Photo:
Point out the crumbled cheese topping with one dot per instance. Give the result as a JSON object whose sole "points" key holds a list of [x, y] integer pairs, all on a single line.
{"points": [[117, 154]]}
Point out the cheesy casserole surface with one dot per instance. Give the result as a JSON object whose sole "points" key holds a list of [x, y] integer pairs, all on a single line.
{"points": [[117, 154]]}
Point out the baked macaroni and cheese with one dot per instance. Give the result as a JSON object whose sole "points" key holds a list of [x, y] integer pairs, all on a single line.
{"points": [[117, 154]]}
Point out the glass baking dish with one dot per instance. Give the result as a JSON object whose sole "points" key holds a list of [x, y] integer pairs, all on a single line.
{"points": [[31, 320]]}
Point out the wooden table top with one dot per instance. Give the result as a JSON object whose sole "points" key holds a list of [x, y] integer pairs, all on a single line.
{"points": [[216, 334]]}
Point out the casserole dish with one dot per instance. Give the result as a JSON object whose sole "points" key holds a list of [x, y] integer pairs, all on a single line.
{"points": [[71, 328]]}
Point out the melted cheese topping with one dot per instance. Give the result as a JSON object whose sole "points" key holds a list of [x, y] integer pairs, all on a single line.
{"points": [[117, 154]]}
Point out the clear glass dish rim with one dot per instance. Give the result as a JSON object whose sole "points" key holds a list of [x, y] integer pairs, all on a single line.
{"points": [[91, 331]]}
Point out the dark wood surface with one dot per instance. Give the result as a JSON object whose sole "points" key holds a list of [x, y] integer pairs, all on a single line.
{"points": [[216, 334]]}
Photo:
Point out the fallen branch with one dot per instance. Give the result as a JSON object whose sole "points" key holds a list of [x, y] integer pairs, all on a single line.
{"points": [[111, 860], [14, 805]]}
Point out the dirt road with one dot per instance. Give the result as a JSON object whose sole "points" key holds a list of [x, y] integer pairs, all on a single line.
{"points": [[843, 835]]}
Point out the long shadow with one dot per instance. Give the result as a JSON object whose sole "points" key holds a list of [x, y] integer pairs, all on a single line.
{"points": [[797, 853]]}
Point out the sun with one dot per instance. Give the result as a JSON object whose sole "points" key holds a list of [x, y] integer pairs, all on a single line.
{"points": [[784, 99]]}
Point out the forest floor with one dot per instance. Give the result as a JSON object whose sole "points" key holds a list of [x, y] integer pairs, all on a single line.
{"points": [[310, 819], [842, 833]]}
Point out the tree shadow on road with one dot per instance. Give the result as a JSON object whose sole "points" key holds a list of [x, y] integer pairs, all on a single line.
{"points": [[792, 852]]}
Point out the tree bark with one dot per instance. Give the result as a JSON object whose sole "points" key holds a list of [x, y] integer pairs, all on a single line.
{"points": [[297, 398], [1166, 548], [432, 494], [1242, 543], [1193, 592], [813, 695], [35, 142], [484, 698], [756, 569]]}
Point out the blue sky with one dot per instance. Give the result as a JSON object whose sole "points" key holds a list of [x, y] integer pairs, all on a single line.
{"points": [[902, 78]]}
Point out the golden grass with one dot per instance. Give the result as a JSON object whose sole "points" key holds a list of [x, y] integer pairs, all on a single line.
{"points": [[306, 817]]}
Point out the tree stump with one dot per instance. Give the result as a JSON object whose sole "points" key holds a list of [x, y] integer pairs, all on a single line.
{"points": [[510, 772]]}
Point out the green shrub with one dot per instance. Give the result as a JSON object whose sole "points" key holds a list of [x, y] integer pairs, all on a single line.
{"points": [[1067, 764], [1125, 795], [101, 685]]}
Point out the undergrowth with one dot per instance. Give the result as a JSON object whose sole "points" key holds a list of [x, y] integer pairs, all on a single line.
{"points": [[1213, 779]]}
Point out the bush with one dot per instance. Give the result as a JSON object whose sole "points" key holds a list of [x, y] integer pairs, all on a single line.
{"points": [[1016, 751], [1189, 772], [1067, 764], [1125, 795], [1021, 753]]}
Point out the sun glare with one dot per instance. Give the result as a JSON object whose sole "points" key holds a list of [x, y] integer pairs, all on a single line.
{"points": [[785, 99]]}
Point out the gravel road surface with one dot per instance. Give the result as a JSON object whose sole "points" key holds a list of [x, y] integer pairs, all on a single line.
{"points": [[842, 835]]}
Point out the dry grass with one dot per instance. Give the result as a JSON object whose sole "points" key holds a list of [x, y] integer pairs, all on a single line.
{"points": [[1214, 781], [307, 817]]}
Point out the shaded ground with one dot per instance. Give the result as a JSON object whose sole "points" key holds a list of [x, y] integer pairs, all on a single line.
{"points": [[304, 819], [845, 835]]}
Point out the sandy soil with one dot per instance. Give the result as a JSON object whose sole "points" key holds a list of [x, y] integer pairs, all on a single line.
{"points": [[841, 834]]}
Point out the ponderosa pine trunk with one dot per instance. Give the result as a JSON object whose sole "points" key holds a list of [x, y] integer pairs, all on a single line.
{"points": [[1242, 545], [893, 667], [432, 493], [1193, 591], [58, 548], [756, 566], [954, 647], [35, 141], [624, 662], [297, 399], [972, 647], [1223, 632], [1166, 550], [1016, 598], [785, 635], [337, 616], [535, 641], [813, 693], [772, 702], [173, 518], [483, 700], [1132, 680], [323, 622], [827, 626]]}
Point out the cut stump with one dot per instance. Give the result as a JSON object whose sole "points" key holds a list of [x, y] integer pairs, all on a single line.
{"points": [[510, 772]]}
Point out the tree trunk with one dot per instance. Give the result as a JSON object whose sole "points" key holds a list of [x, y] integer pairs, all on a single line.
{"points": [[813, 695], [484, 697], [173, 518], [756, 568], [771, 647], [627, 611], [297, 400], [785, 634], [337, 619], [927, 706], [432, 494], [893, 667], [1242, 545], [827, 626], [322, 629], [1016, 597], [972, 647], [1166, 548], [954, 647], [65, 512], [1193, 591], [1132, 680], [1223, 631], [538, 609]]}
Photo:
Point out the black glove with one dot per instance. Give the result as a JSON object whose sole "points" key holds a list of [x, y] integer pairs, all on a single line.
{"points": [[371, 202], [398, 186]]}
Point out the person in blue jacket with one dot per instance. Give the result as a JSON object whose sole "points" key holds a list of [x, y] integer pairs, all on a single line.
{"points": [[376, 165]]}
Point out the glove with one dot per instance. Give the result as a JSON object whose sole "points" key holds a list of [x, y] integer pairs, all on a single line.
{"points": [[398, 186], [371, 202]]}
################
| Task goal |
Give as a numbered list, with blank lines left out, every line of the items from the one containing "Point out the cut" down to the end of the items.

| Task result |
1. Point out the cut stump with one dot per instance. Give the result as a JSON object whose sole "points" key holds a list of [x, y] integer pairs, all on a single line.
2. {"points": [[510, 772]]}
3. Point out the tree trunk with one dot per instance. Give the result as a JSON object whose sole "points" key holds a list of [x, y] integer pairs, all on a single line.
4. {"points": [[813, 695], [484, 697], [173, 518], [756, 568], [771, 647], [627, 611], [297, 400], [785, 634], [337, 619], [927, 706], [432, 494], [893, 667], [1242, 545], [827, 626], [322, 629], [1016, 597], [972, 647], [1166, 548], [954, 647], [65, 512], [1193, 591], [1132, 680], [1223, 631], [538, 609]]}
5. Photo:
6. Point out the black glove with one dot per instance. Give the result as a JSON object whose sole "points" key holds a list of [x, y] integer pairs, all on a single line.
7. {"points": [[371, 202], [398, 186]]}
8. Point out the person in blue jacket with one dot per instance. Give the result as a JSON object whose sole "points" key holds a list of [x, y] integer pairs, all on a single line.
9. {"points": [[376, 165]]}
10. Point out the glove with one dot per instance. Give the result as a JSON object whose sole "points" key holds a list of [x, y] integer pairs, all on a single line.
11. {"points": [[398, 186], [371, 202]]}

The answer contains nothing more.